*** Source text ***
Feb 23 2008

EU Experts: Iran Capable Of Nukes By End Of Year

Iran Could Have Enough Uranium for a Bomb by Year’s End

New simulations carried out by European Union experts come to an alarming conclusion: Iran could have enough highly enriched uranium to build an atomic bomb by the end of this year.

Could Iran be building an atomic bomb? When the US released a new National Intelligence Estimate (NIE) late last year, it seemed as though the danger of a mullah-bomb had passed. The report claimed to have information indicating that Tehran mothballed its nuclear weapons program as early as autumn 2003. The paper also said that it was “very unlikely” that Iran would have enough highly enriched uranium — the primary ingredient in atomic bombs — by 2009 to produce such a weapon. Rather, the NIE indicated “Iran probably would be technically capable of producing enough (highly enriched uranium) for a weapon sometime during the 2010-2015 timeframe.”

It didn’t take long for experts to question the report’s conclusion that Tehran was no longer interested in building the bomb. And now, a new computer simulation undertaken by European Union experts indicates that the NIE’s time estimates might be dangerously inaccurate as well — and that Iran might have enough fuel for a bomb much earlier than was previously thought.

As part of a project to improve control of nuclear materials, the European Commission Joint Research Centre (JRC) in Ispra, Italy set up a detailed simulation of the centrifuges currently used by Iran in the Natanz nuclear facility to enrich uranium. The results look nothing like those reached by the US intelligence community.
*** End of Source text ***
> _What this exercise asks_
- A) In the article on Iran's uranium enrichment, where is the European Commission Joint Research Centre located?
- B) Using the article on Iran's uranium enrichment, explain why the danger of an Iranian bomb seemed to have passed after the US released its National Intelligence Estimate.
- C) Continue the article on Iran's uranium enrichment from its final sentence.
*** Data shown ***
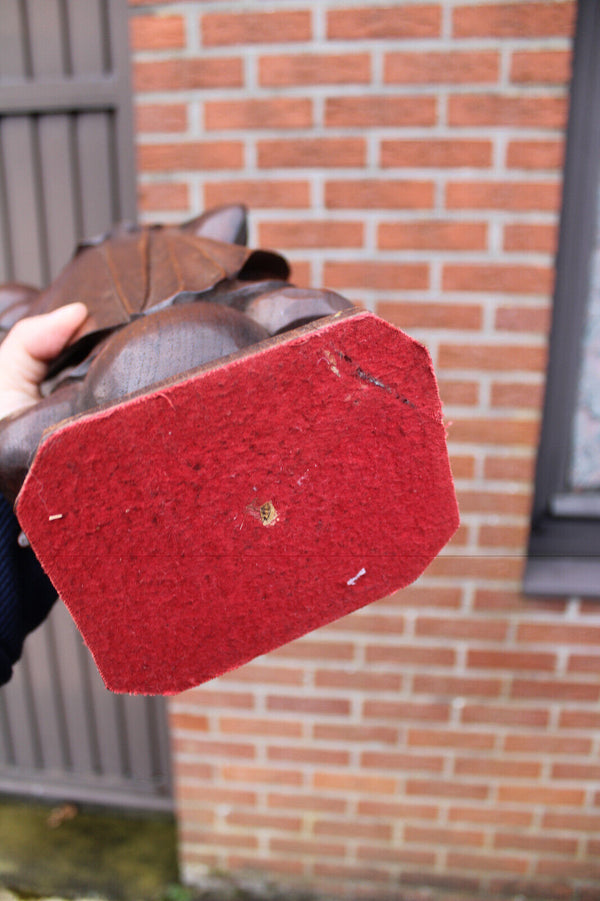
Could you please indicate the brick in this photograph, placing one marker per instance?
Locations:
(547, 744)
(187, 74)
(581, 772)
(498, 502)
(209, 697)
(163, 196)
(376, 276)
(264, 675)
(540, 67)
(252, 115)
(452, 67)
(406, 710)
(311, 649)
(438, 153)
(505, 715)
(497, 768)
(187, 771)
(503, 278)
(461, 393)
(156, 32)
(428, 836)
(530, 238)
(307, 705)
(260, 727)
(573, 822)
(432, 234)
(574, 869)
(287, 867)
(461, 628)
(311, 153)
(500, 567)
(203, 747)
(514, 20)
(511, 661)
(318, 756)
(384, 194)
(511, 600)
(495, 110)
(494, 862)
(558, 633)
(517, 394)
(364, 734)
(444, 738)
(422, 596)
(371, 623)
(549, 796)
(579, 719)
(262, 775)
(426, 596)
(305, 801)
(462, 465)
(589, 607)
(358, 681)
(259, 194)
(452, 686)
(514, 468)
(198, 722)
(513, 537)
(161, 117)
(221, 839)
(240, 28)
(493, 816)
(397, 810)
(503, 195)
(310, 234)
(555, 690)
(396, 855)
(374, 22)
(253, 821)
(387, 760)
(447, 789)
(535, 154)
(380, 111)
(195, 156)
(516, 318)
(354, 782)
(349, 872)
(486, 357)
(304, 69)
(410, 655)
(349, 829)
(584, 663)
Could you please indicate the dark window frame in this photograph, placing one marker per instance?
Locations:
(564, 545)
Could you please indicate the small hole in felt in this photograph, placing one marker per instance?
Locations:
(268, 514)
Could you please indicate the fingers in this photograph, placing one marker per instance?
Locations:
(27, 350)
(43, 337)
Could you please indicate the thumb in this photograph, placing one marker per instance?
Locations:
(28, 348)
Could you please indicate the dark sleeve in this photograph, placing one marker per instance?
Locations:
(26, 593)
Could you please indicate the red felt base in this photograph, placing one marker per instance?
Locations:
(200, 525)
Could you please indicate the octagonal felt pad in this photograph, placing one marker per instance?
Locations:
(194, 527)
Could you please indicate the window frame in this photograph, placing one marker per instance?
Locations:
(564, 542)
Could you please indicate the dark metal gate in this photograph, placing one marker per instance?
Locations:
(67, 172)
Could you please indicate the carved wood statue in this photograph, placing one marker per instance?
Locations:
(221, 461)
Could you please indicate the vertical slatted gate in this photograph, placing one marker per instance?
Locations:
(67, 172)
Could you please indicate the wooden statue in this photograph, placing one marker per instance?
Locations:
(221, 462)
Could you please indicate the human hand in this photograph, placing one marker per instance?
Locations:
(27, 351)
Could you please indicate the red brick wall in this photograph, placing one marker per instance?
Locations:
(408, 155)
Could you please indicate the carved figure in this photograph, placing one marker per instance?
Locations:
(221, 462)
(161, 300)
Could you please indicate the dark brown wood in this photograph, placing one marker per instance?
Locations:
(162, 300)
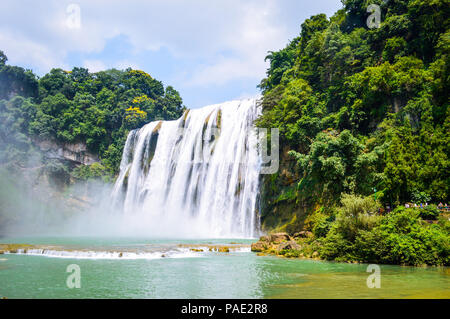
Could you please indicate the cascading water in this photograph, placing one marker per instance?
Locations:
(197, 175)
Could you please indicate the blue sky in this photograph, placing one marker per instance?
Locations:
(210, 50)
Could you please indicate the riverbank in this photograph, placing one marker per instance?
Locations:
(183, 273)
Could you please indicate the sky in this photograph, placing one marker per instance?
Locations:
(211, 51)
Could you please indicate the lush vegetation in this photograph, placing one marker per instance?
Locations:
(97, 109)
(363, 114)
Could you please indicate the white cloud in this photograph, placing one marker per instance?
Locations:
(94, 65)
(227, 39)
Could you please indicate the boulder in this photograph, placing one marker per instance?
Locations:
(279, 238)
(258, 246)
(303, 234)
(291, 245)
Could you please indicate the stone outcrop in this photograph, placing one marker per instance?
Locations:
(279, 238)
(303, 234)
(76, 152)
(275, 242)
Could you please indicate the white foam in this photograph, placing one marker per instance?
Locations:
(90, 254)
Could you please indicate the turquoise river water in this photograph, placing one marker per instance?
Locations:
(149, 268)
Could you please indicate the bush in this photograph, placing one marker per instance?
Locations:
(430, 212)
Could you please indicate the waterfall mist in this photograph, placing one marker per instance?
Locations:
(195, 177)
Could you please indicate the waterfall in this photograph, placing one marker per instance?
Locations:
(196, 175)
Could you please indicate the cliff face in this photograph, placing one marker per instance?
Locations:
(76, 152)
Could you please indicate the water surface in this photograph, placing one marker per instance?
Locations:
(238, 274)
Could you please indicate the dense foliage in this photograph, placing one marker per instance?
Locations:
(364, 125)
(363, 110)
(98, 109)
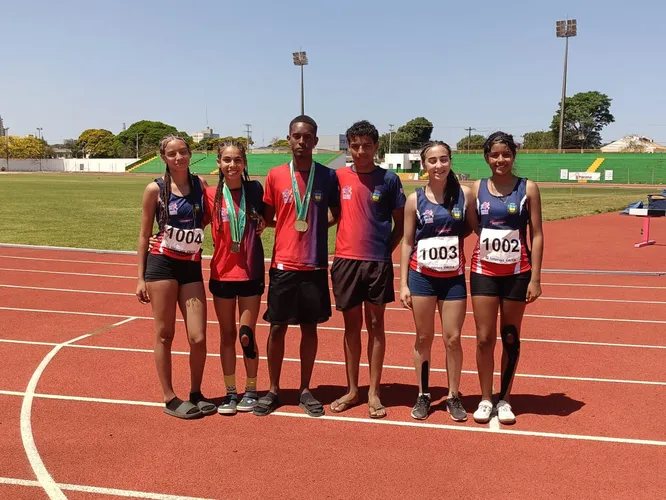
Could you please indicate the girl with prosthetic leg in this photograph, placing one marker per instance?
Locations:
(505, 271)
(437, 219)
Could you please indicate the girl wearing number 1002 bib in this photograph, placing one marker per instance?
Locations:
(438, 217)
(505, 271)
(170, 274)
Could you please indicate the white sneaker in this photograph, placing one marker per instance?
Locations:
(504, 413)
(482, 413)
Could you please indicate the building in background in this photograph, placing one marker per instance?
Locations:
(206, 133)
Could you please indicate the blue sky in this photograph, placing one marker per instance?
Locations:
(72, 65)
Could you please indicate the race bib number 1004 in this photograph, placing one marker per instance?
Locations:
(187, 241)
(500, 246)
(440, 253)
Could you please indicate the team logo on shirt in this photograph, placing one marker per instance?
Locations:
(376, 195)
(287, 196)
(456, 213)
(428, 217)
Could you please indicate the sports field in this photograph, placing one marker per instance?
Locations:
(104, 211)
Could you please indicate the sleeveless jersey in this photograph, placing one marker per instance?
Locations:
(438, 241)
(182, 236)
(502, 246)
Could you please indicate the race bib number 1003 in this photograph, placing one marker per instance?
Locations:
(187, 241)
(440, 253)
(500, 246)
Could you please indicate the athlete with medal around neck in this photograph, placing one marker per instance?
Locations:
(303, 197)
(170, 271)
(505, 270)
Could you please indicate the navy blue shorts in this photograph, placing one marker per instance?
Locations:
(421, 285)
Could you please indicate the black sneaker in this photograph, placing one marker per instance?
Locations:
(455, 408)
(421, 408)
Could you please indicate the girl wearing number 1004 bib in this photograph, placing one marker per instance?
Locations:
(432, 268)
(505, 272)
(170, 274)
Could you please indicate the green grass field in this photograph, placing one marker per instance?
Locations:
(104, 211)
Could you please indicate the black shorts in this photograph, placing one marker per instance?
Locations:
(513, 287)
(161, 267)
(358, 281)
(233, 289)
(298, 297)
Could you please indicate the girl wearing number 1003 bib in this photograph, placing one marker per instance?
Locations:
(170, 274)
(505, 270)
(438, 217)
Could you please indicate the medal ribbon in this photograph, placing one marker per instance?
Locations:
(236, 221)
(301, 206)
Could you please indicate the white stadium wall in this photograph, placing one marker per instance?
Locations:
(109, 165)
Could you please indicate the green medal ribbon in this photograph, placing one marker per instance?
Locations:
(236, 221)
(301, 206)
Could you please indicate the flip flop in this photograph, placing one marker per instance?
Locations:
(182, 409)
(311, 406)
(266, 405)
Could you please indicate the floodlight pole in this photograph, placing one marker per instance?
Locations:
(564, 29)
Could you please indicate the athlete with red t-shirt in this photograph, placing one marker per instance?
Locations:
*** End of Data shown ***
> _Answers per task_
- A) Ispra, Italy.

- B) The estimate claimed to have information that Tehran had mothballed its nuclear weapons program as early as autumn 2003. It also called it "very unlikely" that Iran would have enough highly enriched uranium for a weapon by 2009, placing that capability sometime in 2010-2015.

- C)
For one scenario, the JRC scientists assumed the centrifuges in Natanz were operating at 100 percent efficiency. Were that the case, Iran could already have the 25 kilograms of highly enriched uranium necessary for an atomic device by the end of this year. Another scenario assumed a much lower efficiency — just 25 percent. But even then, Iran would have produced enough uranium by the end of 2010.

If this doesn’t highlight the fact that some in our intelligence service thinks it’s their job to make, rather than inform, policy, I don’t know what will. It is clear now that the recent NIE was not an honest attempt at intelligence assessment, but was cooked up by anti-Administration forces and conveniently leaked to the press in attempt to hijack American foreign policy from where it has been Constitutionally placed, in the hands of a democratically elected leader.